*** INPUT DATA

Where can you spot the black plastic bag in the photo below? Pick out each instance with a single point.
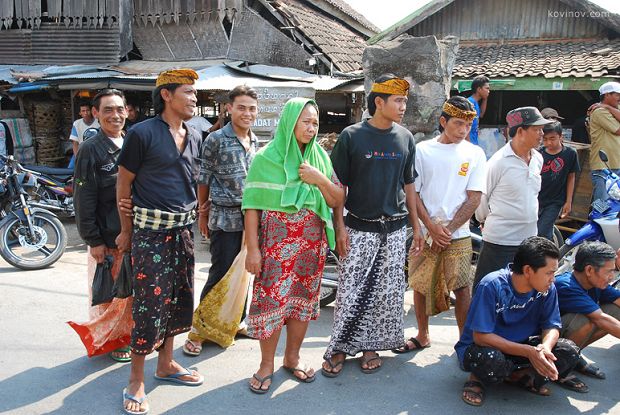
(103, 284)
(123, 287)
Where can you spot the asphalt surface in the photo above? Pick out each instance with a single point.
(44, 369)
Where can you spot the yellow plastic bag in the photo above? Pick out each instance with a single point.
(217, 317)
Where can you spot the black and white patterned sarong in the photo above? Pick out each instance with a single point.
(371, 289)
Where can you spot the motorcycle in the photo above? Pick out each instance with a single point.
(30, 237)
(55, 191)
(602, 222)
(329, 280)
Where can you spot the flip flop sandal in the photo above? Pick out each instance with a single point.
(196, 348)
(366, 361)
(293, 370)
(332, 373)
(119, 358)
(259, 390)
(590, 370)
(468, 387)
(140, 401)
(417, 346)
(573, 383)
(176, 378)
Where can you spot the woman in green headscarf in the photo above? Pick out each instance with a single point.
(288, 193)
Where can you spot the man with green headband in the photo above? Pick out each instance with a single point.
(374, 159)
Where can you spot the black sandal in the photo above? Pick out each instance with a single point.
(366, 360)
(572, 382)
(527, 382)
(332, 373)
(468, 387)
(406, 349)
(589, 369)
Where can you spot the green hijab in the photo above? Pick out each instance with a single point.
(273, 181)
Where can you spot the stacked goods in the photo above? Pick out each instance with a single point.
(328, 141)
(23, 147)
(46, 117)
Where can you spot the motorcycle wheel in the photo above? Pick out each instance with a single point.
(328, 295)
(23, 250)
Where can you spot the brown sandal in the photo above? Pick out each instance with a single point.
(468, 387)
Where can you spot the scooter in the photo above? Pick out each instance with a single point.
(603, 220)
(55, 191)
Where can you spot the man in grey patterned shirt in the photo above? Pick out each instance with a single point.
(226, 155)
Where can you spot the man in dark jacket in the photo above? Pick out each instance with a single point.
(98, 221)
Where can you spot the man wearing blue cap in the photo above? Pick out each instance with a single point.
(509, 206)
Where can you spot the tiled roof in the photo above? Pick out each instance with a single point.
(563, 59)
(341, 46)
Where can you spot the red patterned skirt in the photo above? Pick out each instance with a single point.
(293, 249)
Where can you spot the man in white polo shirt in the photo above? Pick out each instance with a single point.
(509, 206)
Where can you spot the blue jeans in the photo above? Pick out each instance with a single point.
(598, 184)
(546, 218)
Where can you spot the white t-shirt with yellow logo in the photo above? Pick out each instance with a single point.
(445, 173)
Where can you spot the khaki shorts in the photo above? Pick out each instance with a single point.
(573, 322)
(435, 274)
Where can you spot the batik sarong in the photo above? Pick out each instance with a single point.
(371, 289)
(163, 271)
(435, 274)
(109, 327)
(293, 248)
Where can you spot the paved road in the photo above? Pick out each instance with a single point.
(43, 368)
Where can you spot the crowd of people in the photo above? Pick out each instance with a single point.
(282, 206)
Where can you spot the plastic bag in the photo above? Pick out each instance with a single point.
(217, 317)
(103, 283)
(123, 286)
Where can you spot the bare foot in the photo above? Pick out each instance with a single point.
(335, 364)
(136, 389)
(263, 370)
(371, 361)
(172, 368)
(300, 371)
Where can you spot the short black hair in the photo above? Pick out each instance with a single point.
(372, 107)
(512, 131)
(459, 102)
(555, 126)
(595, 253)
(478, 82)
(242, 90)
(106, 93)
(534, 252)
(158, 102)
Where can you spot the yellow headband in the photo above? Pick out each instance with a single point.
(453, 111)
(177, 76)
(392, 87)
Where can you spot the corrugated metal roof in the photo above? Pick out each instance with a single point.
(223, 78)
(549, 60)
(145, 67)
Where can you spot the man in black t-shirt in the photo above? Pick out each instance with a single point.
(560, 165)
(157, 168)
(375, 160)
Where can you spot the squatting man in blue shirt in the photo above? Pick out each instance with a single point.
(589, 306)
(512, 332)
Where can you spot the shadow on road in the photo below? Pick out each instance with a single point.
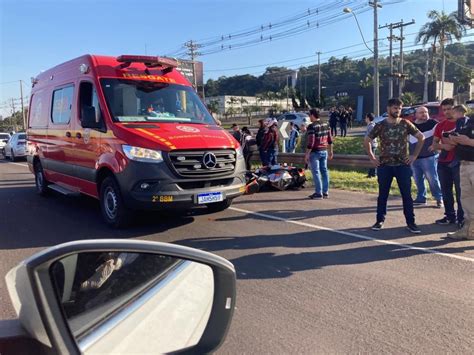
(28, 220)
(268, 265)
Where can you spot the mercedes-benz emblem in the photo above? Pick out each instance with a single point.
(209, 160)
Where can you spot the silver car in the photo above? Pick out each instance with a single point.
(298, 118)
(16, 147)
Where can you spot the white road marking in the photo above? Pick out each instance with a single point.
(355, 235)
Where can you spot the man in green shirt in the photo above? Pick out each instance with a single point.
(394, 161)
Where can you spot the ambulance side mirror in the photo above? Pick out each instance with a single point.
(89, 117)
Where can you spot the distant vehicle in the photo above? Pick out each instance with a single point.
(16, 147)
(4, 138)
(298, 118)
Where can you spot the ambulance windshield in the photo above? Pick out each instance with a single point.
(148, 101)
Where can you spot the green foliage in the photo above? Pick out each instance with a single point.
(339, 74)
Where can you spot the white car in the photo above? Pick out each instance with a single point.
(298, 118)
(4, 138)
(16, 147)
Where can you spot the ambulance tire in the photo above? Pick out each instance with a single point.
(219, 206)
(114, 211)
(40, 180)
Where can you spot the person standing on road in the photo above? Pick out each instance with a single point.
(463, 138)
(333, 121)
(369, 120)
(448, 166)
(394, 161)
(425, 166)
(293, 139)
(318, 151)
(343, 116)
(269, 145)
(249, 146)
(236, 133)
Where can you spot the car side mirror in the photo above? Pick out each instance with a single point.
(115, 296)
(88, 117)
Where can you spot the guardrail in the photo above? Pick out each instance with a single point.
(349, 160)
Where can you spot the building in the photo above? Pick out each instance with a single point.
(237, 104)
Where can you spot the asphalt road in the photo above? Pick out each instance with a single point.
(312, 277)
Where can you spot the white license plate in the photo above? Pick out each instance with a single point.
(210, 197)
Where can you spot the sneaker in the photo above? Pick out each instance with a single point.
(412, 227)
(419, 202)
(316, 196)
(377, 226)
(445, 221)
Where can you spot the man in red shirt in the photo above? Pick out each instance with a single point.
(448, 166)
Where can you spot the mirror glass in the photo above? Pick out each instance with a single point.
(125, 302)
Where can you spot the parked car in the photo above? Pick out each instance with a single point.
(298, 118)
(4, 138)
(16, 147)
(132, 132)
(119, 297)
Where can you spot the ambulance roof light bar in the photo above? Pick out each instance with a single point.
(149, 61)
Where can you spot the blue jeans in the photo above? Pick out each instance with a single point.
(385, 175)
(449, 176)
(426, 168)
(318, 162)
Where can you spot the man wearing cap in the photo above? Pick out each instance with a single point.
(463, 139)
(318, 151)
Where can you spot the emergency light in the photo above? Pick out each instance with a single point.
(149, 61)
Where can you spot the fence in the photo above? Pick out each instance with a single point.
(355, 161)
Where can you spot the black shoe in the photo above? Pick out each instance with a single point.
(419, 202)
(316, 196)
(445, 221)
(377, 226)
(412, 227)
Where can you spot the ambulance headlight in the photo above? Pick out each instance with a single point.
(142, 154)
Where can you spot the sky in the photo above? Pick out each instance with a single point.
(36, 35)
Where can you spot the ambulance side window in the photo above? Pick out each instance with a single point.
(88, 97)
(62, 105)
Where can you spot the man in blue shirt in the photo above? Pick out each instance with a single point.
(424, 167)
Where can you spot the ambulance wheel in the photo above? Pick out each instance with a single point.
(40, 180)
(219, 206)
(114, 211)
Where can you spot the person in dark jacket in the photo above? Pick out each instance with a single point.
(425, 166)
(269, 144)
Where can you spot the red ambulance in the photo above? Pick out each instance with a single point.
(132, 132)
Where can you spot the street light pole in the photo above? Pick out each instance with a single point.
(376, 59)
(375, 80)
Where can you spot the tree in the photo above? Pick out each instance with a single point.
(442, 28)
(410, 98)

******

THE TASK: Write every line above again exactly, but leave the pictures out.

SOLUTION FOR THIS TASK:
Where can you spot the black plastic bag in the photo below? Pick out each instance with a single point.
(103, 284)
(123, 287)
Where can you spot the asphalt surface in the photo above? Pick out each instance with a single point.
(44, 369)
Where can you spot the yellow plastic bag in the photo above? Pick out each instance with a single point.
(217, 317)
Where can you spot the black and white patterned sarong in the photo above? Pick out each instance with a single point.
(371, 289)
Where can you spot the motorcycle in the photo above? Pick out each instance with a single point.
(30, 237)
(55, 191)
(602, 222)
(329, 280)
Where can you spot the flip flop sandal in the photo above? Pick out each instance with a single point.
(196, 348)
(366, 361)
(293, 370)
(332, 373)
(119, 358)
(259, 390)
(590, 370)
(468, 387)
(140, 401)
(417, 346)
(573, 383)
(176, 378)
Where can you spot the woman in green headscarf in the photo above? Pick out each instance with a single point.
(288, 193)
Where can you spot the man with green headband in the photo above? Pick out each instance with a single point.
(374, 159)
Where can you spot the black sandal in the photo above? Pick out each instance with a single point.
(366, 360)
(572, 382)
(527, 382)
(332, 373)
(468, 387)
(406, 349)
(589, 369)
Where can you spot the green hijab in the photo above? Pick out each instance with a single point.
(273, 181)
Where can you spot the stacked goods in the photo above? Pick out each instance with a single point.
(328, 141)
(23, 147)
(46, 117)
Where can you spot the motorcycle wheel in the photo above? Pick out each instance with a single point.
(328, 295)
(23, 250)
Where can you spot the brown sandal in the photo above? Pick out each instance with a single point.
(468, 387)
Where can you spot the scooter in the photo above? Pick out each instance with a single point.
(603, 220)
(55, 191)
Where can you spot the man in grey patterned shirt in the photo above? Pick out each instance with a single point.
(226, 155)
Where can you spot the man in dark jacket in the photo above? Pick out each instance with a single point.
(98, 221)
Where can you spot the man wearing blue cap in the photo above? Pick out each instance with a single point.
(509, 206)
Where can you spot the tiled roof in the photo above? Pick out each instance with a single point.
(563, 59)
(341, 46)
Where can you spot the red patterned skirt in the photo above? Pick out each instance with a single point.
(293, 249)
Where can you spot the man in white polo shirt in the photo above? Pick out each instance with a single point.
(509, 206)
Where can you spot the blue jeans in the photo above? Pick out each instance with a single point.
(598, 184)
(546, 218)
Where can you spot the white t-shirt with yellow logo in the photo above? Pick out each instance with a single point.
(445, 173)
Where can you spot the khaki shorts in the photo above? Pick out each instance with a single point.
(573, 322)
(435, 274)
Where can you spot the batik sarong in the photo above? Pick out each instance with a single point.
(371, 289)
(163, 271)
(435, 274)
(109, 327)
(293, 248)
Where can you spot the paved road in the photo above? Pick out each instance with a single point.
(43, 368)
Where can you spot the crowd of people in the photo above? Pick out each instance with a single point.
(282, 206)
Where can you spot the plastic bag in the photo above? Pick out each instance with a single point.
(217, 317)
(103, 283)
(123, 286)
Where can you spot the bare foot in the photo above? Pick out each instance with a single point.
(335, 364)
(136, 389)
(263, 370)
(371, 361)
(172, 368)
(300, 371)
Where can you spot the short black hair in the photo above? Pick out each instance with a single point.
(372, 107)
(512, 131)
(459, 102)
(555, 126)
(595, 253)
(478, 82)
(242, 90)
(106, 93)
(534, 252)
(158, 102)
Where can you spot the yellow headband in the photo above? Pick out each instance with a single point.
(453, 111)
(177, 76)
(392, 87)
Where can you spot the corrugated metal roof in the photo above? Pick out each instance with a single point.
(223, 78)
(549, 60)
(145, 67)
Where can you spot the man in black t-shirt in the photo above? Pick out each instance with a single point.
(560, 165)
(157, 168)
(375, 160)
Where can you spot the squatting man in blue shirt in the photo above? Pick out each instance with a single point.
(589, 306)
(512, 332)
Where can you spot the shadow on road in the photo below? Pick out each instance with a single point.
(28, 220)
(268, 265)
Where can you spot the mercedes-benz emblem in the photo above? Pick out each instance with a single point.
(209, 160)
Where can you spot the silver car in the photo above? Pick out each instance with a single point.
(298, 118)
(16, 147)
Where can you spot the white road marking in the photo above? Pick out each instance with a single point.
(355, 235)
Where can you spot the man in green shirt in the photo above? Pick out each instance with a single point.
(394, 161)
Where can you spot the ambulance side mirror in the photo above? Pick out each instance with a single point.
(89, 117)
Where can you spot the distant vehicle in the photo above? Pick out each instance with a single point.
(16, 147)
(4, 138)
(298, 118)
Where can you spot the ambulance windshield in the photo above? Pick out each instance with a single point.
(148, 101)
Where can you spot the green foliage in the photo above? Pick out each instance with a single point.
(339, 74)
Where can you spot the white car in the photo above? Pick out each instance with a single point.
(298, 118)
(4, 138)
(16, 147)
Where can you spot the ambulance tire in the photo above? Pick out each instance with a single point.
(219, 206)
(114, 211)
(40, 180)
Where can you spot the person standing on road in the photo above? Pick out each instance with a single point.
(463, 138)
(333, 121)
(369, 120)
(448, 166)
(394, 161)
(425, 166)
(293, 139)
(318, 151)
(343, 116)
(269, 145)
(249, 146)
(236, 133)
Where can you spot the car side mirror in the photo above? Pick out each instance with a single point.
(115, 296)
(88, 117)
Where can you spot the guardrail in the photo above? Pick out each instance with a single point.
(349, 160)
Where can you spot the building in the photo above? Pick out each instance with a single point.
(237, 104)
Where can you spot the asphalt road in the photo above? Pick out each instance with a single point.
(312, 277)
Where can you spot the white license plate in the photo above? Pick out each instance with a single point.
(210, 197)
Where can you spot the sneaker in the photo above? Pick out each instance with a single point.
(412, 227)
(419, 202)
(316, 196)
(377, 226)
(445, 221)
Where can you spot the man in red shirt in the photo above? Pick out each instance with a single point.
(448, 166)
Where can you spot the mirror glass in the photo above? Pick out each instance with a single point.
(125, 302)
Where can you spot the parked car in the photo above? Pick out each instance with a single point.
(298, 118)
(4, 138)
(16, 147)
(132, 132)
(119, 297)
Where can you spot the ambulance roof light bar in the photo above? Pick out each instance with a single point.
(149, 61)
Where can you spot the blue jeans in the photo above? Pick out each instance with a single point.
(385, 175)
(449, 176)
(426, 168)
(318, 162)
Where can you spot the man wearing cap in the photo above? Pick out each instance with a single point.
(463, 139)
(318, 151)
Where can you spot the emergency light in the photo above? Pick out each instance with a single point.
(149, 61)
Where can you spot the fence in the photo above? Pick out each instance with a single point.
(355, 161)
Where can you spot the black shoe in the photo above? Pick out each instance with a single point.
(419, 202)
(316, 196)
(445, 221)
(377, 226)
(412, 227)
Where can you spot the ambulance headlight in the photo above? Pick out each instance with a single point.
(142, 154)
Where can you spot the sky in the photo above? Pick out each instance with a single point.
(36, 35)
Where can you spot the ambulance side window in the photo above? Pick out each instance with a single point.
(88, 97)
(62, 105)
Where can you spot the man in blue shirt in the photo above? Pick out each instance with a single point.
(424, 167)
Where can you spot the ambulance wheel in the photo above? Pick out each instance with a single point.
(40, 180)
(219, 206)
(114, 211)
Where can you spot the person in dark jacket in the photo above? Pick out each instance with a single point.
(425, 166)
(269, 144)
Where can you spot the red ambulance in the photo above? Pick out each instance with a single point.
(132, 132)
Where can you spot the street light pole in the photo above? Pick out each instance with a single point.
(376, 59)
(375, 80)
Where can you spot the tree in the photo above? Pick out each instance with a single point.
(442, 28)
(410, 98)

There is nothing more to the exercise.